__WHAT YOU HAVE TO DO__
Pick out each line in the items below that contains the string "rough" and copy it in full. Case matters.

◆ ◆ ◆

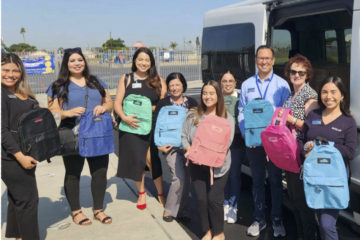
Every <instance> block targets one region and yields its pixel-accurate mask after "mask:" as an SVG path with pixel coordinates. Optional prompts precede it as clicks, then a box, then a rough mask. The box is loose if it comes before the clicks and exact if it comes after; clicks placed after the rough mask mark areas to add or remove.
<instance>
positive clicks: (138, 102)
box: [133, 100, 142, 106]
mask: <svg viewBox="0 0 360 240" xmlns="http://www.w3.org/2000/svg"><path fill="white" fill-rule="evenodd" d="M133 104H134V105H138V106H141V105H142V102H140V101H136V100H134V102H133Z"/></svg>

◆ ◆ ◆

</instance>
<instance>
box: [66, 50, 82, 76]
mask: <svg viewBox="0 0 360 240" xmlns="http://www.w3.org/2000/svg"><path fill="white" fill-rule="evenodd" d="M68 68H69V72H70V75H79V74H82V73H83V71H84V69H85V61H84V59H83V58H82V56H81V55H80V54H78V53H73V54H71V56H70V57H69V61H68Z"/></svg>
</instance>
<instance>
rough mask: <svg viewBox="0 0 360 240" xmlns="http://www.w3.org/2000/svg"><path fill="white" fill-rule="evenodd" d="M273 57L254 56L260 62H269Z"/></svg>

◆ ◆ ◆

__RESULT OF THE TASK__
Every <instance> block targets one region and yields its pixel-accurate mask after "mask:" as an SVG path with pixel coordinates. Optional prompts precede it as clicks, then a box, then a rough mask. The box is loose if it comes before the clicks and exact if it comes after; clicks placed after the rough mask mark areas to add or remove.
rough mask: <svg viewBox="0 0 360 240" xmlns="http://www.w3.org/2000/svg"><path fill="white" fill-rule="evenodd" d="M273 57L254 56L260 62H269Z"/></svg>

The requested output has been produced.